◆ PASSAGE PROVIDED
══════════

An interesting use case came up with a requirement to scan a large quantity of hash observables with TheHive using the VirusTotal analyzer. Unfortunately there are two limitations to this requirement - the VT rate limiting, and the sheer volume of hashes which would make manual instigation not feasible.

What follows is my initial implementation into scripting the VT hash lookup in a manner which would automatically analyse newly submitted hashes.

First of all we need to put in the basics of our python file and the appropriate imports. You will need to run pip the thehive4py before this can be run.

#!/usr/bin/env python3
# -*- coding: utf-8 -*-

from __future__ import print_function
from __future__ import unicode_literals

import requests
import sys
import json
import time
from thehive4py.api import TheHiveApi
from thehive4py.query import *
from thehive4py.models import Case, CaseObservable, CaseTask, CustomFieldHelper

Set our variables with the particulars of our environment. In my case I am running this locally before deploying this to a production system, so my values are benign.

══════════

◆ GIVEN RECORDS

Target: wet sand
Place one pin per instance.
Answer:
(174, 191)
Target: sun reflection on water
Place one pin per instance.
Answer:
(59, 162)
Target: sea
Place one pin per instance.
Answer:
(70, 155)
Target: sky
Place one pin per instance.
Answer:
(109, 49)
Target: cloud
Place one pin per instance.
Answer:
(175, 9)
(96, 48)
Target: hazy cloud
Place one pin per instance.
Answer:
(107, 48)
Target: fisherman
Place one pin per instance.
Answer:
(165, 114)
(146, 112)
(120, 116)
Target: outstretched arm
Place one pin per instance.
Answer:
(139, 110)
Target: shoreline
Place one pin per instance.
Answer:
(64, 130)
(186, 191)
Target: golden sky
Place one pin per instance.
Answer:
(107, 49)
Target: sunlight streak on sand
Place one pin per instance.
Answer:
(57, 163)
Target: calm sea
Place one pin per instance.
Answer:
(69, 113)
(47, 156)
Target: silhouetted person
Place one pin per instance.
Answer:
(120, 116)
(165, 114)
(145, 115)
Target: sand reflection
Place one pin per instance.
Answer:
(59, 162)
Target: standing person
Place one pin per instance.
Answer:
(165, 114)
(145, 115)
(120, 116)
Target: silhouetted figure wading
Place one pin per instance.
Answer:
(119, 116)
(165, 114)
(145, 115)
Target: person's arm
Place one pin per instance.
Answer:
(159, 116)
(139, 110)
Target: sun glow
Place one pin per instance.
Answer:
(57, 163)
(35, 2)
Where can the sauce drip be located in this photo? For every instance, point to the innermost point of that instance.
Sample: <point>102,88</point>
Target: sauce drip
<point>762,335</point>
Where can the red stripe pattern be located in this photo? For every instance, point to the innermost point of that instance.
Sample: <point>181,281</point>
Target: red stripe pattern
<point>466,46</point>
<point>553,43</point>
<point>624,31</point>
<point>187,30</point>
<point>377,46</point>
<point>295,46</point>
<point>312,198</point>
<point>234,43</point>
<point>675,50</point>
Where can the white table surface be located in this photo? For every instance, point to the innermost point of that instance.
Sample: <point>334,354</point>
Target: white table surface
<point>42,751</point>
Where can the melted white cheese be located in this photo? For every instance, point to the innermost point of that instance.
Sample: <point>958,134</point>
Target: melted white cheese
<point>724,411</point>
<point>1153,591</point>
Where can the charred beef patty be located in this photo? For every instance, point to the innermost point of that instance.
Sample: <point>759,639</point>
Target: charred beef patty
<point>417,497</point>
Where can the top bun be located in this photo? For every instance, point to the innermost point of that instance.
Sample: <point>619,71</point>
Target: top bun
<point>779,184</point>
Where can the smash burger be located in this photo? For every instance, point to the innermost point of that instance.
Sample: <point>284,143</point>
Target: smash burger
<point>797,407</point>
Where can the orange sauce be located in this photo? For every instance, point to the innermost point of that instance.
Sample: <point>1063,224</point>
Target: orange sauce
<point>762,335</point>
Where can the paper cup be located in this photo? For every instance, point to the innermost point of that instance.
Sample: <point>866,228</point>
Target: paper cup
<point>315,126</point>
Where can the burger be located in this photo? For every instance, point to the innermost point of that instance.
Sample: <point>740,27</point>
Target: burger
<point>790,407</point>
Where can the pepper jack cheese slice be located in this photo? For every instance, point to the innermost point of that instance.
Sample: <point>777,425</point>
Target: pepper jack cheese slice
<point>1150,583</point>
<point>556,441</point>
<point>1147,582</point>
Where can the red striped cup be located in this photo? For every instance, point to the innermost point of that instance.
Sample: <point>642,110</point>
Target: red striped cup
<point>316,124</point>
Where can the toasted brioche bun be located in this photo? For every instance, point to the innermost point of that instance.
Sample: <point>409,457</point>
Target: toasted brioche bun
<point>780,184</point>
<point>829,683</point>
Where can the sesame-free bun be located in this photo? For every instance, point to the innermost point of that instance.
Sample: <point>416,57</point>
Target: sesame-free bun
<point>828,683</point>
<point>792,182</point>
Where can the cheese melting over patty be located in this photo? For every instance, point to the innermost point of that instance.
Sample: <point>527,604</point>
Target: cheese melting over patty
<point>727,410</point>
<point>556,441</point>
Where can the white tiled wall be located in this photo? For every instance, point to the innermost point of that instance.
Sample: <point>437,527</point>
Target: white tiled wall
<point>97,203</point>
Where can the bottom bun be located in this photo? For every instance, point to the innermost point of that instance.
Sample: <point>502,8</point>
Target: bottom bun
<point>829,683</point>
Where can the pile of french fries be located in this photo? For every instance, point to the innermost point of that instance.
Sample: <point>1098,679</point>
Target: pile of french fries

══════════

◆ BRIEF A
Transcribe the TheHive scripting text from "from __future__ import print_function" to "values are benign.".
◆ BRIEF B
Pick up the TheHive scripting text after its last sentence and keep writing it.

◆ OUTPUT A
from __future__ import print_function
from __future__ import unicode_literals

import requests
import sys
import json
import time
from thehive4py.api import TheHiveApi
from thehive4py.query import *
from thehive4py.models import Case, CaseObservable, CaseTask, CustomFieldHelper

Set our variables with the particulars of our environment. In my case I am running this locally before deploying this to a production system, so my values are benign.

◆ OUTPUT B
urlTheHive='http://192.168.1.250:9000'
apiKeyTheHive = 'vudgLSyw1cDq6N3mVSmrdSsZ9AbUaQOR'
apiTheHive = TheHiveApi(urlTheHive,apiKeyTheHive)

So now we need to find cases which we will be searching within for hash checks on VirusTotal. In my case I am running a case scenario for rogue applications which need to be identified, categorised and investigated.

The target in this case will be open cases, with the keyword HASHCHECK in the title.

def search(title, query, range, sort):
        #print(title)
        #print('-----------------------------')
        response = apiTheHive.find_cases(query=query, range=range, sort=sort)

        if response.status_code == 200:
                #print(json.dumps(response.json(), indent=4, sort_keys=True))
                #print('')
                return response
        else:
                print('ko: {}/{}'.format(response.status_code, response.text))
                sys.exit(0)

searchCases = search("Hash observables",And(String("title:'HASHCHECK'"),Eq('status','Open')),'all',[])
cases = searchCases.json()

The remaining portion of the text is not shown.